» Provided text

+--

Bootstrap Your Own Context Length
Liang Wang, Nan Yang, Xingxing Zhang, Xiaolong Huang, Furu Wei
TL;DR
The paper addresses the challenge of training long-context LLMs without relying on scarce natural long-context data by bootstrapping from short-context capabilities. It introduces a multi-step data-synthesis pipeline driven by an agent workflow, coupled with progressive context-length training to transfer short-context skills to long-context tasks. Experiments with open-source Llama-3 models show the approach can reach up to one million tokens with competitive performance on various benchmarks, including the RULER suite and needle-in-haystack tasks. The work demonstrates the viability of data-centric strategies to unlock practical long-context reasoning, while also outlining avenues for efficiency and architectural improvements in future research.
Abstract
We introduce a bootstrapping approach to train long-context language models by exploiting their short-context capabilities only. Our method utilizes a simple agent workflow to synthesize diverse long-context instruction tuning data, thereby eliminating the necessity for manual data collection and annotation. The proposed data synthesis workflow requires only a short-context language model, a text retriever, and a document collection, all of which are readily accessible within the open-source ecosystem. Subsequently, language models are fine-tuned using the synthesized data to extend their context lengths. In this manner, we effectively transfer the short-context capabilities of language models to long-context scenarios through a bootstrapping process. We conduct experiments with the open-source Llama-3 family of models and demonstrate that our method can successfully extend the context length to up to 1M tokens, achieving superior performance across various benchmarks.

+--

Stored data entries

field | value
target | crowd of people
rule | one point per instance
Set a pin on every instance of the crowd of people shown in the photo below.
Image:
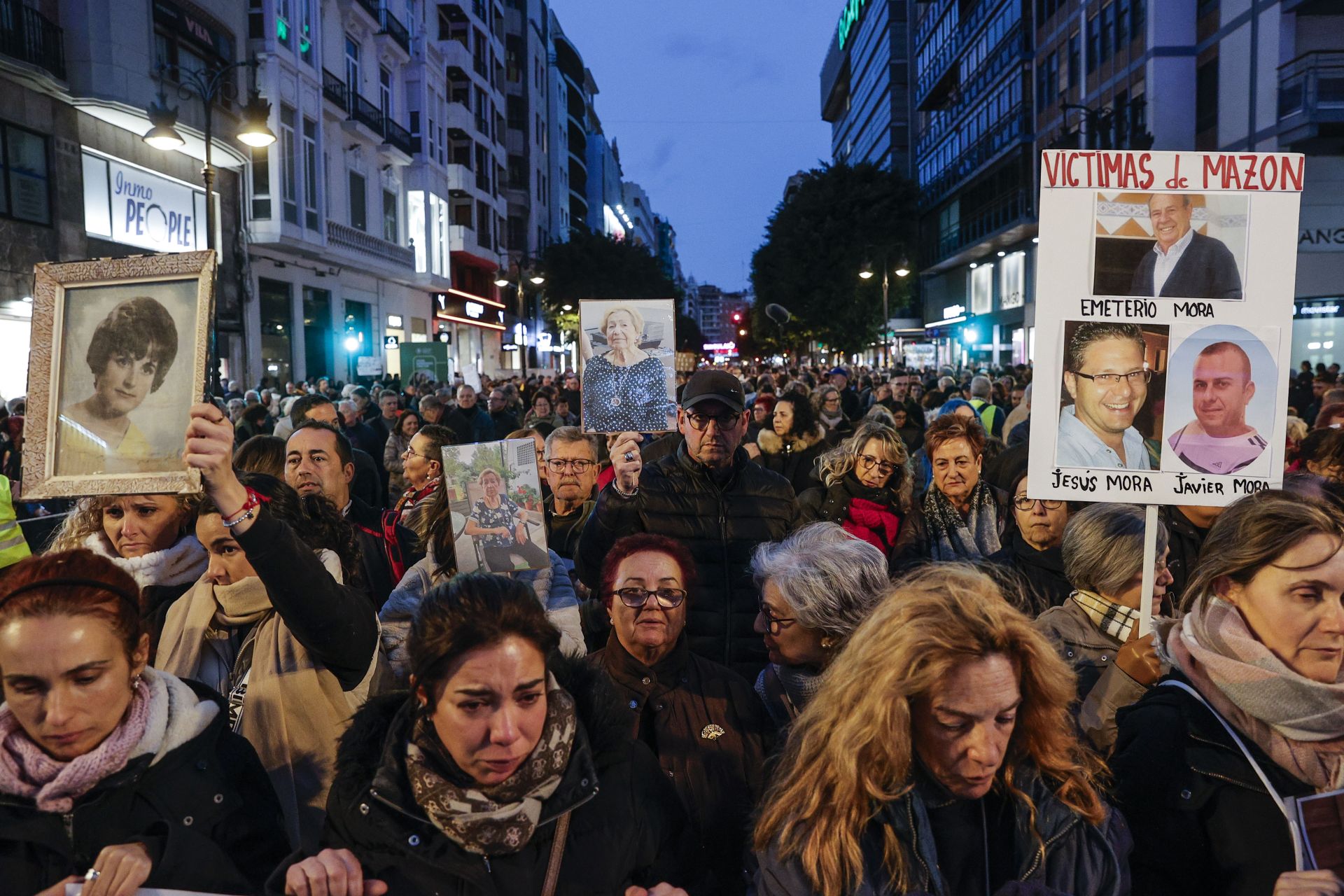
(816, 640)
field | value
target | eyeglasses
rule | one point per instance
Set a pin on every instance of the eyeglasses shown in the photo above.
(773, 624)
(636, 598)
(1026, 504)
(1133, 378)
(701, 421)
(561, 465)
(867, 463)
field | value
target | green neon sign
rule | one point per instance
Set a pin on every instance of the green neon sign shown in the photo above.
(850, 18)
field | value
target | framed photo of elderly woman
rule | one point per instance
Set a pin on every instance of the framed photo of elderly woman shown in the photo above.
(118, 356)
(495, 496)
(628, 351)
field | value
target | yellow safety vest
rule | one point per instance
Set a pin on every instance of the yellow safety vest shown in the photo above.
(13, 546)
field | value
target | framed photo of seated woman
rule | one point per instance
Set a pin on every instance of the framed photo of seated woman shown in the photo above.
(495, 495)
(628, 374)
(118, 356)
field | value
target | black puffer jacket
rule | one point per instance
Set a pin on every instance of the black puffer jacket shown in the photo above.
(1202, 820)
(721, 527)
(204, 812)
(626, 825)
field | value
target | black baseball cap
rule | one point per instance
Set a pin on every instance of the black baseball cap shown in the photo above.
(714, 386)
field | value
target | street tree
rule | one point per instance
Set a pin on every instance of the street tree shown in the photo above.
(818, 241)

+--

» Task to carry out
Update the paper summary from "Bootstrap Your Own" to "in future research.", changing "agent workflow" to "automated workflow" wherever it occurs in that range.

» Answer section
Bootstrap Your Own Context Length
Liang Wang, Nan Yang, Xingxing Zhang, Xiaolong Huang, Furu Wei
TL;DR
The paper addresses the challenge of training long-context LLMs without relying on scarce natural long-context data by bootstrapping from short-context capabilities. It introduces a multi-step data-synthesis pipeline driven by an automated workflow, coupled with progressive context-length training to transfer short-context skills to long-context tasks. Experiments with open-source Llama-3 models show the approach can reach up to one million tokens with competitive performance on various benchmarks, including the RULER suite and needle-in-haystack tasks. The work demonstrates the viability of data-centric strategies to unlock practical long-context reasoning, while also outlining avenues for efficiency and architectural improvements in future research.